(Instructions for the task): Which lines run from the one containing "For this drill the class indicates the street lamp" to the end of the entries below? Retype exactly those, both ends included.

(Task material):
-- Opening Marker --

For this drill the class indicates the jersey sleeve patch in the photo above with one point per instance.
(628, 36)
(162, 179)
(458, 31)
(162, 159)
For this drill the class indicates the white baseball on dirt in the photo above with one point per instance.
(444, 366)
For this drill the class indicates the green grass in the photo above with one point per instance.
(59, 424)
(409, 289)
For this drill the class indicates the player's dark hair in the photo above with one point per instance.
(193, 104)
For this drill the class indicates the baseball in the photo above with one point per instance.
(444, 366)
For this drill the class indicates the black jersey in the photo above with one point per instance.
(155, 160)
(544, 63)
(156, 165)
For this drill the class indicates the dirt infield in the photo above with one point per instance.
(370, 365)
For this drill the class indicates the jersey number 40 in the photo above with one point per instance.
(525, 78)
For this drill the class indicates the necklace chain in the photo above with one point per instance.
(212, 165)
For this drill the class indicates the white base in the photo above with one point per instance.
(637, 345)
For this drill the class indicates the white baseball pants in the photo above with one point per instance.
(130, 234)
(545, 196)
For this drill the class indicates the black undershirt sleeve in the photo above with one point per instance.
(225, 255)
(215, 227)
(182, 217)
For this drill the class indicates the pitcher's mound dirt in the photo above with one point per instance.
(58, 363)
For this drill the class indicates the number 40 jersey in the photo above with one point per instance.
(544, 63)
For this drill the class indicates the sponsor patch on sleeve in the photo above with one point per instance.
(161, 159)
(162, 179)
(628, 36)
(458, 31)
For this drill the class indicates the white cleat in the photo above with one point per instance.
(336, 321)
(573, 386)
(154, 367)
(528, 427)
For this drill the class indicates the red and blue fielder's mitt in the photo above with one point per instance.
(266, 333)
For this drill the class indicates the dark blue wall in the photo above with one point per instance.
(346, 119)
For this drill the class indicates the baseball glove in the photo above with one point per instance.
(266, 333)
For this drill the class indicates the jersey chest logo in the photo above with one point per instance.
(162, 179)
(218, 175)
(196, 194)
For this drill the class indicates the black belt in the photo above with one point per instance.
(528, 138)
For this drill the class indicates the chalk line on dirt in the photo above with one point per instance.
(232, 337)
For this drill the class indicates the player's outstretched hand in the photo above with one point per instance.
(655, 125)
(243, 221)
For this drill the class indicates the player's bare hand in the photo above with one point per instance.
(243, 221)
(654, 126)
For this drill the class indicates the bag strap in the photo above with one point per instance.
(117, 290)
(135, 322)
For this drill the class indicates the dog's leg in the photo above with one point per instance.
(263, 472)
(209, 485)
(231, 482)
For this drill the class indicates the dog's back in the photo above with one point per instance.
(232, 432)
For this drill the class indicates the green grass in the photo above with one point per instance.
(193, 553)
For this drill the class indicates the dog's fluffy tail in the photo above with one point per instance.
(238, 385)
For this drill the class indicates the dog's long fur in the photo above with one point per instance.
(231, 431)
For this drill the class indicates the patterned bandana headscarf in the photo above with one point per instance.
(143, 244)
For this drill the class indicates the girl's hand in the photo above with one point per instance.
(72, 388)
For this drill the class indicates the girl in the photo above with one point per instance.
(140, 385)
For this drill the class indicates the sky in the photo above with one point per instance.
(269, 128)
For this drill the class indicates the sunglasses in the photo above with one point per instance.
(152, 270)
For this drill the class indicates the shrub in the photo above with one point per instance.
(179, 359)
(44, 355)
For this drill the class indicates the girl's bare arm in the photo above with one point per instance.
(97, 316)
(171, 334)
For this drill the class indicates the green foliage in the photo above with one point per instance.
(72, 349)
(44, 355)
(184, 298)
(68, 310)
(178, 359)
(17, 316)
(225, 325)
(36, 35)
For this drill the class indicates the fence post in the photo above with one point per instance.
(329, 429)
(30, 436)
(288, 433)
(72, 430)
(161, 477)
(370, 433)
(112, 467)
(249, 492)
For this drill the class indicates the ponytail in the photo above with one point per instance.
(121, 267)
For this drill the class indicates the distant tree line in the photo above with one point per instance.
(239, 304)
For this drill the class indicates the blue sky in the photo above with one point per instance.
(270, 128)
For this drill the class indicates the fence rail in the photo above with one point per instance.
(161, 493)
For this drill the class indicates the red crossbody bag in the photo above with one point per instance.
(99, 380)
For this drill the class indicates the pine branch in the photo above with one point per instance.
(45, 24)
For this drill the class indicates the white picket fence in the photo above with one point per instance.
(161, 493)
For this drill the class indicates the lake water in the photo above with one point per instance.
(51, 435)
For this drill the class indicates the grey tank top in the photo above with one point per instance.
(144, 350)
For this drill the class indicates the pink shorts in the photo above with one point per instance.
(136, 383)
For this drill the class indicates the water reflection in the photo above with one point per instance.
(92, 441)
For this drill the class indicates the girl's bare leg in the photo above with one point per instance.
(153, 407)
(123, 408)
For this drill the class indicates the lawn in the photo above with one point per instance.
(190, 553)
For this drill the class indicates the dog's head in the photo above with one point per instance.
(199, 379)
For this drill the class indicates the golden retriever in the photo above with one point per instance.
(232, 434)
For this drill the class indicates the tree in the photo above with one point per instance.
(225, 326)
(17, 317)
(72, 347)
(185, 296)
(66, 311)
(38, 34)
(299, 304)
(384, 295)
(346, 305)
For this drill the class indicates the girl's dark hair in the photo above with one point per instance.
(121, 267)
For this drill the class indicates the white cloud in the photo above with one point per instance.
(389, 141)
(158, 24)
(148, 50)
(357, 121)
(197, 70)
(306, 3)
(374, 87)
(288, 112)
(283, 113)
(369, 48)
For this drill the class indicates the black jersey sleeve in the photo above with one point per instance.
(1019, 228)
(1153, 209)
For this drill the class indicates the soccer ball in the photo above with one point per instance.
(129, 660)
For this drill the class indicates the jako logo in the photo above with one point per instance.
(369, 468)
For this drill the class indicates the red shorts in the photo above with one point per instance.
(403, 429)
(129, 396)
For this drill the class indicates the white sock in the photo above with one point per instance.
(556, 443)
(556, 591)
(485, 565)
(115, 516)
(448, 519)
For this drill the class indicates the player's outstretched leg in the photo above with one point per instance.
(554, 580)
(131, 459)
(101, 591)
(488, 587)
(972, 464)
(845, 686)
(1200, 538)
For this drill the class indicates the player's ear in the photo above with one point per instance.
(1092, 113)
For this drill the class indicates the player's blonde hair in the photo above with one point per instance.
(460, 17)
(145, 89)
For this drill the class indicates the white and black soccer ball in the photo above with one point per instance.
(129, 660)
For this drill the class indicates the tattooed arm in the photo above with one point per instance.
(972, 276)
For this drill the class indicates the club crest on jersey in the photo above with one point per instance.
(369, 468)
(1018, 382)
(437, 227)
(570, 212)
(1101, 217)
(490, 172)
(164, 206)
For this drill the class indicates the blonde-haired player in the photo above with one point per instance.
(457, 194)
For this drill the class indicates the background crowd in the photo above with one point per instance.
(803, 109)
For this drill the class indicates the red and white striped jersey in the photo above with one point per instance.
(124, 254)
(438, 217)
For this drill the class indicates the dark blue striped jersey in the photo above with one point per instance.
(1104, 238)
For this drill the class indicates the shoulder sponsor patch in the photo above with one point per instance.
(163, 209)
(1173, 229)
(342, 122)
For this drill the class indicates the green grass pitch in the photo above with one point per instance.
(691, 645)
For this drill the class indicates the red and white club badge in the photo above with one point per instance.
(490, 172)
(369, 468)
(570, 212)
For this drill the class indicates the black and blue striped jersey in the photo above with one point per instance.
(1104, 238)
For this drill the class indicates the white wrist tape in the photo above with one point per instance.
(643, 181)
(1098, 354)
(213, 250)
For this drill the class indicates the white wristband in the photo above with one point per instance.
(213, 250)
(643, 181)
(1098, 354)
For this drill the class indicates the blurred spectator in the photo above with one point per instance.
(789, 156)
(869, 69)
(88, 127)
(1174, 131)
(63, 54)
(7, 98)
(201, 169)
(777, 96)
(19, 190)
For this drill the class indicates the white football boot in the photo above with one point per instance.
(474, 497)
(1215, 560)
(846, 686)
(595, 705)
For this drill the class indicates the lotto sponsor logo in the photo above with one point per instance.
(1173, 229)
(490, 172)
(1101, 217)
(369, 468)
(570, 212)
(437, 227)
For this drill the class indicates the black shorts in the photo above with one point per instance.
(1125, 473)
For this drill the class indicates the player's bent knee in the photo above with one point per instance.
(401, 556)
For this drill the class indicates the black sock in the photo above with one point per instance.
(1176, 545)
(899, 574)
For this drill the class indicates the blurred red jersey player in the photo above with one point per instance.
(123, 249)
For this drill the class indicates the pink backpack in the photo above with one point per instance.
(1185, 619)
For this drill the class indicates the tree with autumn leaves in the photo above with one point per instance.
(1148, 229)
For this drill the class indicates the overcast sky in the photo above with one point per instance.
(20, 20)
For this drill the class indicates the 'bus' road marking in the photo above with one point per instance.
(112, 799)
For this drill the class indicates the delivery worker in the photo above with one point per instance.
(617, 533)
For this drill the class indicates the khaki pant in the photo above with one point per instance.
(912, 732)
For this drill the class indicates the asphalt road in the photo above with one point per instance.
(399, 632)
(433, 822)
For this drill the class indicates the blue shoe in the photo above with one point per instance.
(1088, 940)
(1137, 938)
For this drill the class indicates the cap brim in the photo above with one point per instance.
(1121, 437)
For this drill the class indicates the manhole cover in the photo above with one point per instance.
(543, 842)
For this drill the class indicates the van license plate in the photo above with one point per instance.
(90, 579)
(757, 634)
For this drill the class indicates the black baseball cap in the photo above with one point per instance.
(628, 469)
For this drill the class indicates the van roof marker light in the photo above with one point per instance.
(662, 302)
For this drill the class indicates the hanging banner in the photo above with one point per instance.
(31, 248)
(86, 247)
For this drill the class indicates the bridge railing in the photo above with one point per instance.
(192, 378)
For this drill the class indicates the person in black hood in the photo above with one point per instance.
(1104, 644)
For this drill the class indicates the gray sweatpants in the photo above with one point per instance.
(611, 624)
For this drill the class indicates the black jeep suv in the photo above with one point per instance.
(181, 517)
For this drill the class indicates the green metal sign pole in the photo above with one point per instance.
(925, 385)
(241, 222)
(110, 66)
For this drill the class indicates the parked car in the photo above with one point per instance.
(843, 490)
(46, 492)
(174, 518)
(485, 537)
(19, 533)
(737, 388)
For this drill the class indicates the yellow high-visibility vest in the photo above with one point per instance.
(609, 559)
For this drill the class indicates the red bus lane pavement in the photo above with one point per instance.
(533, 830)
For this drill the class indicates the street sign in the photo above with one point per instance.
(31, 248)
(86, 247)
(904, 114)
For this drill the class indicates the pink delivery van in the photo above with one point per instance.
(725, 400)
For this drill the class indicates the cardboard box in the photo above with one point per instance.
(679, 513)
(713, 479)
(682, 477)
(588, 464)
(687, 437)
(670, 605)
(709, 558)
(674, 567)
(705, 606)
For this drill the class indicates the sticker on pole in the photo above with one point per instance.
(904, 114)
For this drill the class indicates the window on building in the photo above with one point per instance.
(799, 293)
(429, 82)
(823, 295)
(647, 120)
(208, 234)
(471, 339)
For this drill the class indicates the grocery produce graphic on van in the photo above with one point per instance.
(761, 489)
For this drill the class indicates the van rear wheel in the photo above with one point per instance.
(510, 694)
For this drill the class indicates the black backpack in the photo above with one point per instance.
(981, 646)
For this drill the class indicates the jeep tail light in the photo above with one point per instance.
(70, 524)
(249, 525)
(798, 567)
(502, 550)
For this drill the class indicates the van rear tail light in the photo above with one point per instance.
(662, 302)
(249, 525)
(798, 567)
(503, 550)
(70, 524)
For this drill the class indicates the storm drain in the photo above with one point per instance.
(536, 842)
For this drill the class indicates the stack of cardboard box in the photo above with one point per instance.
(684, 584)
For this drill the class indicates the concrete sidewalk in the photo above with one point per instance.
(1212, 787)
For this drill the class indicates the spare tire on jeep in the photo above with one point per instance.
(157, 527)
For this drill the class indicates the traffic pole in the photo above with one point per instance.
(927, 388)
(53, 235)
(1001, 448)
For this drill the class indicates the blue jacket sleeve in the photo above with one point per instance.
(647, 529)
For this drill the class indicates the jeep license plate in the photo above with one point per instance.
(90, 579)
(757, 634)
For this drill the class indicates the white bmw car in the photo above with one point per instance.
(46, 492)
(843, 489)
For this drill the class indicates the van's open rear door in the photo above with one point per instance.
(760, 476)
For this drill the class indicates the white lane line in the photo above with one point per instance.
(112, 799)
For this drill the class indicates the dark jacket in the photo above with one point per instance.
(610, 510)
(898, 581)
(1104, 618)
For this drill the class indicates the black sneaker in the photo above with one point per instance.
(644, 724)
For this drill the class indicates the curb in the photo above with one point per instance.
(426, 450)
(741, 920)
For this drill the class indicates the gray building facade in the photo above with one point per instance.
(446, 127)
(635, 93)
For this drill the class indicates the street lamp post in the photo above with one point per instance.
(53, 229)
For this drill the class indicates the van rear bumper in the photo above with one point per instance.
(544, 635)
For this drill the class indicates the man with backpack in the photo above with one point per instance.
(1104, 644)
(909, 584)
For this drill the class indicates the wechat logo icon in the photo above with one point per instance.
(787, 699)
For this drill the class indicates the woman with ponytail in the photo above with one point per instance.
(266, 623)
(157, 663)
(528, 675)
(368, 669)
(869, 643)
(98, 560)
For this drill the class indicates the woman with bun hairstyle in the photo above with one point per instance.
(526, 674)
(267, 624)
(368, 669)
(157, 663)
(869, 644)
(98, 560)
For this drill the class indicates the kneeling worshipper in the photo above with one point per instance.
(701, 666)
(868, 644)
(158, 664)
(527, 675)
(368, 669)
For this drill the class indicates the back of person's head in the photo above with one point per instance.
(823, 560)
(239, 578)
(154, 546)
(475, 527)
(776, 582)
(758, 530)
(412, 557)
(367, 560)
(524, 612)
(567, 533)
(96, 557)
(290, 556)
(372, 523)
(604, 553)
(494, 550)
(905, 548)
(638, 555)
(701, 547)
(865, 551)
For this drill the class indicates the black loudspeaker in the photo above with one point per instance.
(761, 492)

-- Closing Marker --

(Written reply):
For this drill the class indicates the street lamp post in the photo above with one point per instance.
(53, 229)
For this drill the class indicates the van rear bumper in the photo above with one point per instance.
(544, 635)
For this drill the class indicates the man with backpack in the photo above with one point per instance.
(1104, 644)
(909, 584)
For this drill the class indicates the wechat logo icon in the photo above with one point per instance.
(787, 699)
For this drill the class indicates the woman with ponytail in the photo above with one point per instance.
(266, 623)
(157, 663)
(528, 675)
(368, 669)
(869, 643)
(98, 560)
For this drill the class indicates the woman with bun hairstyle in the photo above with one point per instance.
(526, 674)
(267, 624)
(368, 669)
(157, 663)
(869, 644)
(98, 560)
For this drill the class indicates the kneeling worshipper in the photo above with one point per instance.
(701, 666)
(868, 644)
(158, 664)
(527, 675)
(368, 669)
For this drill the class indicates the back of person's head in the photo above with one point per instance.
(823, 560)
(239, 578)
(154, 546)
(475, 527)
(776, 582)
(758, 530)
(412, 557)
(367, 560)
(524, 612)
(567, 533)
(96, 557)
(290, 556)
(372, 523)
(604, 553)
(494, 550)
(905, 548)
(638, 555)
(701, 547)
(865, 551)
For this drill the class indicates the black loudspeaker in the photo above with one point per instance.
(761, 492)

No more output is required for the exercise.